- **Directive**
According to the Cirq page, which library now holds the fault-tolerant resource estimation functionality that was removed with `cirq-ft`?

- **Text section**
Cirq

1.6.1 · active · verified Tue Apr 14

Cirq is a Python framework developed by Google's Quantum AI team for creating, editing, and invoking Noisy Intermediate Scale Quantum (NISQ) circuits. It focuses on providing fine-tuned control over quantum circuits and gate-level operations for current-generation quantum processors. The library is actively maintained, with frequent releases, and is currently at version 1.6.1.

Warnings

breaking The minimum required Python version has been increased to 3.11.0. Older Python versions are no longer supported.
Fix: Upgrade your Python environment to 3.11.0 or later. Consider using a virtual environment (e.g., `python -m venv .venv`).
breaking The `cirq-rigetti` subpackage has been completely removed from the main `cirq` distribution. It was previously deprecated in v1.5.0.
Fix: For legacy code requiring `cirq-rigetti` functionality, use the last standalone release `cirq-rigetti-1.5.0`. Alternatively, migrate to other supported hardware integrations or the standalone `pyquil` library.
breaking The `cirq-ft` package (for fault-tolerant resource estimation) was removed from Cirq. It was deprecated in v1.3.0.
Fix: The functionality of `cirq-ft` has been moved to the `Qualtran` repository. Users should now use the `Qualtran` library for fault-tolerant resource estimation needs.

- **Given data**

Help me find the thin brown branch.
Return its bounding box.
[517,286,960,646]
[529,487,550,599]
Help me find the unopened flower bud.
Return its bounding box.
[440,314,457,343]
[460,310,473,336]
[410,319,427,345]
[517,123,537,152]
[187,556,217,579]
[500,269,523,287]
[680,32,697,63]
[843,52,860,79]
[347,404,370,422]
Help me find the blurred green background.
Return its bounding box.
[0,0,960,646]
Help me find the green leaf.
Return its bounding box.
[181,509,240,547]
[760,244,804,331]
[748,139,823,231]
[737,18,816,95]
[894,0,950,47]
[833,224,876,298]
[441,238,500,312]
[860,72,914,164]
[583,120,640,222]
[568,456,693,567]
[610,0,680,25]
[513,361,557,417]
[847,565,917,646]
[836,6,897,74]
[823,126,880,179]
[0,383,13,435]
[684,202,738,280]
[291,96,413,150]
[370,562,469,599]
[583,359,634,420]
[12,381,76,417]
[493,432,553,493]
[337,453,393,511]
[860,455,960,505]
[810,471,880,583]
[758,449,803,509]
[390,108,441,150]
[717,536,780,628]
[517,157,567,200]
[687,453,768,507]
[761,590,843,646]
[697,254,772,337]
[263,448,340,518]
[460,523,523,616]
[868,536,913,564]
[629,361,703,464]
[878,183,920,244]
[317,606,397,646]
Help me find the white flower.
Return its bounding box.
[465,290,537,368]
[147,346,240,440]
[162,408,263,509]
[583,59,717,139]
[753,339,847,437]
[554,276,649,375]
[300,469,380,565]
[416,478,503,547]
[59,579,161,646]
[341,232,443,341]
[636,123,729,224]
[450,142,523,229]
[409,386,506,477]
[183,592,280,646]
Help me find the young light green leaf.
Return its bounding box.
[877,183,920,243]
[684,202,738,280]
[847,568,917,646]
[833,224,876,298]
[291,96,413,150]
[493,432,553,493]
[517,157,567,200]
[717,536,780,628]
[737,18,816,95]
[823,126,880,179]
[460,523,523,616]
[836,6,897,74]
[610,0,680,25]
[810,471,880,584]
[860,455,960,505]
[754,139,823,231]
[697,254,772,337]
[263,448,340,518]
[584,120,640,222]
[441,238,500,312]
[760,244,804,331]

- **Written answer**
The `Qualtran` library.